Assigned task: Give every entry again, exactly as it stands.

Items listed in a dataset:
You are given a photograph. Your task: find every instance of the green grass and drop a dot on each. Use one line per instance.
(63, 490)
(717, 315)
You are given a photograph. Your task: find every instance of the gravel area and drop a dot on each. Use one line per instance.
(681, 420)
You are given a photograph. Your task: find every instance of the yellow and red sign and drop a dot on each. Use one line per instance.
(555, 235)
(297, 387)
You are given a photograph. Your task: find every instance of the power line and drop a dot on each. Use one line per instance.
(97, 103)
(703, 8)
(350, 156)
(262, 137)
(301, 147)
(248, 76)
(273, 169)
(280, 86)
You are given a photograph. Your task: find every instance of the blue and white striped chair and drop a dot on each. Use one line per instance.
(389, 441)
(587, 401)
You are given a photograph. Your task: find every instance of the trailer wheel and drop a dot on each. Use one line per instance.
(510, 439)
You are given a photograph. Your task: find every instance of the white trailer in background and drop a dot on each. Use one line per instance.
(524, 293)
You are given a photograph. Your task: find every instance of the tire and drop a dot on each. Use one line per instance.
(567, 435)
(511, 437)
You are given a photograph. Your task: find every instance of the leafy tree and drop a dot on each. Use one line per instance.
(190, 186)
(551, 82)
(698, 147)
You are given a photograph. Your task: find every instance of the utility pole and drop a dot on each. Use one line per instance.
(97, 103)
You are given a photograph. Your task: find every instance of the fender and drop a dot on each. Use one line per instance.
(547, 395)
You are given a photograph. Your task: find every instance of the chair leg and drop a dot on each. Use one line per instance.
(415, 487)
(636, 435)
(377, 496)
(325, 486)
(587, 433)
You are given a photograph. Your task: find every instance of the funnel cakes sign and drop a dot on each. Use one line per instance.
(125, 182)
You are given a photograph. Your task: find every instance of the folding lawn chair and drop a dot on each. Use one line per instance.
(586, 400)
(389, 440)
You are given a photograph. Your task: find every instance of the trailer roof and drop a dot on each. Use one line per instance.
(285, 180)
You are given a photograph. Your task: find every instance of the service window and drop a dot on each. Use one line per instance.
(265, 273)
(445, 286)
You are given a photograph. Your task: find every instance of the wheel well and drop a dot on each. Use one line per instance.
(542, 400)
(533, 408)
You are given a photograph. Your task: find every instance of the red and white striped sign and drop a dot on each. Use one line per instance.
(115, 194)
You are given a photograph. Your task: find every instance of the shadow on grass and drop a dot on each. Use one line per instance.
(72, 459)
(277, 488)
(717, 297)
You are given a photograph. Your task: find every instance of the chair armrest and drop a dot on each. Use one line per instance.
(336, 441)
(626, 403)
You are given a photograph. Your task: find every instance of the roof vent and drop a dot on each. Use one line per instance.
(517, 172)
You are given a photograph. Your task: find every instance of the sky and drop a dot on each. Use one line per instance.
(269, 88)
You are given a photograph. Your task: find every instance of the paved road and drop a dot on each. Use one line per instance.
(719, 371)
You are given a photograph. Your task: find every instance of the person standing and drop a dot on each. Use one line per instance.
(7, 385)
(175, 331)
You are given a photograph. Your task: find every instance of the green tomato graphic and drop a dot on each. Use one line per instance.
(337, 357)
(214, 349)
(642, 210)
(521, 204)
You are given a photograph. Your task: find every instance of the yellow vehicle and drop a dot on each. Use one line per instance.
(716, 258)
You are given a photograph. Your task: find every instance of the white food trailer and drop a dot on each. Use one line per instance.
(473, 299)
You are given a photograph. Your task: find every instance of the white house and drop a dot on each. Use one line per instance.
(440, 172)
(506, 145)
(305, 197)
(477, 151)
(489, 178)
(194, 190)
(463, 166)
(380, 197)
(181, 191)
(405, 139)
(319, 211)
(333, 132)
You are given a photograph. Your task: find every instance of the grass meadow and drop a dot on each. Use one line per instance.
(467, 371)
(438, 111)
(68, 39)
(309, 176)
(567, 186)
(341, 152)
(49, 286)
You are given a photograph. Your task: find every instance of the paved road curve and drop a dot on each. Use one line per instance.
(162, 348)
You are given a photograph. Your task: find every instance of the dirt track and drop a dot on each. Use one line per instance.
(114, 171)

Answer to the problem:
You are given a photograph. Your task: find every instance of the green grass and drop a dot on each. Use one line per instance.
(63, 490)
(717, 315)
You are given a photograph. Your task: find every instance of the gravel area and drop a dot on each. Use one line per instance.
(681, 420)
You are given a photograph. Your task: find every instance of the yellow and red sign and drop a dot on each. Use one line per instance.
(555, 235)
(297, 387)
You are given a photograph. Your task: find every instance of the power line and drop a dot on each. Use one line per instance.
(97, 103)
(703, 8)
(350, 156)
(262, 137)
(301, 147)
(248, 76)
(273, 169)
(280, 86)
You are given a photograph. Your task: find every instance of the blue and white striped chair and drop a dot on each. Use one line per instance.
(389, 441)
(587, 401)
You are given a photograph. Your task: find every instance of the trailer wheel and drop a dot on each. Use one line per instance.
(510, 439)
You are given a photograph. Your task: find every instance of the white trailer in background and drop a dot on each. Use one line per instance.
(524, 293)
You are given a photograph. Your task: find every instance of the tire and drop a dot on each. Use one line per instance.
(567, 435)
(511, 437)
You are given a photograph. Your task: find every instance of the leafy tree and drop a dot on each. Use one line per instance.
(190, 186)
(551, 82)
(698, 147)
You are given a photograph. Your task: find every instance of the utility pole and drop a dot on each. Use one line per instance.
(97, 103)
You are given a photograph. Your task: find every instance of the fender and drop a dot on each. Use one line per instance.
(547, 395)
You are given a photograph. Your task: find every instance of the chair leg and drop a dot on each. Use one line per instance.
(415, 487)
(636, 435)
(377, 496)
(325, 486)
(587, 433)
You are given a photograph. Your task: find every instance of the funnel cakes sign and drop a dot on each. Use one line per instance.
(125, 182)
You are given a photograph. Your task: find every instance of the folding lawn chair and drop a dot on each. Use one line per instance.
(586, 400)
(389, 440)
You are given a photograph. Your task: find every instance of the trailer roof and drop a dot on each. Use one line per instance.
(285, 180)
You are given a photograph. Your task: find every instance of the service window and drop a dot on each. Use one line per instance.
(265, 273)
(445, 286)
You are given a photograph. Your task: find every instance of the wheel well and drop a dot on each. Use one line per instance.
(542, 400)
(533, 408)
You are given a photograph. Your task: find every instance of the red and white striped sign and drop a dot on each. Use one line per instance.
(115, 194)
You are given a photograph. Your task: find every instance of the shadow on grass and drop a dot on each. Use one line per instance.
(72, 459)
(277, 488)
(717, 297)
You are given a photograph. Your task: find every instance of the chair armrest and drop a dot on each. Use one line per instance.
(336, 441)
(626, 403)
You are given a photograph. Your task: find every instance of the roof vent and drop a dot on each. Use one line per instance.
(517, 172)
You are given a photograph. Your task: find every instance of the sky and drop a dot on each. Use one line per instance.
(269, 88)
You are given a photograph. Your task: find every instance of the paved road and drop a dot on each. Use one line per instance.
(719, 371)
You are given a photograph. Your task: find every instance of the person standing and drop a dot on each. Use one line per instance.
(7, 385)
(175, 331)
You are given a photograph. Your task: find every instance of the green tomato graphic and drop a dot on each. Use one line per instance.
(337, 357)
(214, 349)
(642, 210)
(521, 204)
You are given a photograph. Your task: find every instance of the yellow vehicle and drop a dot on each. Use one line per instance.
(716, 258)
You are given a photograph. Your task: find every instance of the white food trailer and drop a dot on each. Use one line per instance.
(473, 299)
You are given a photograph. Your task: find every instance of the white house and drop a dot on each. Use one line per instance.
(440, 172)
(506, 145)
(305, 197)
(477, 151)
(489, 178)
(194, 190)
(463, 166)
(380, 197)
(181, 191)
(405, 139)
(319, 211)
(333, 132)
You are given a photograph. Your task: find every instance of the grass meadow and drop a dot on each. Use one line per instance.
(467, 371)
(438, 111)
(68, 39)
(309, 176)
(567, 186)
(341, 152)
(49, 286)
You are given a photograph. Your task: find every instance of the paved road curve and drop a dot on each. Use one line per instance.
(162, 348)
You are given a photograph. Your task: find every instance of the dirt track and drop a dot on each. Use one line per instance.
(114, 171)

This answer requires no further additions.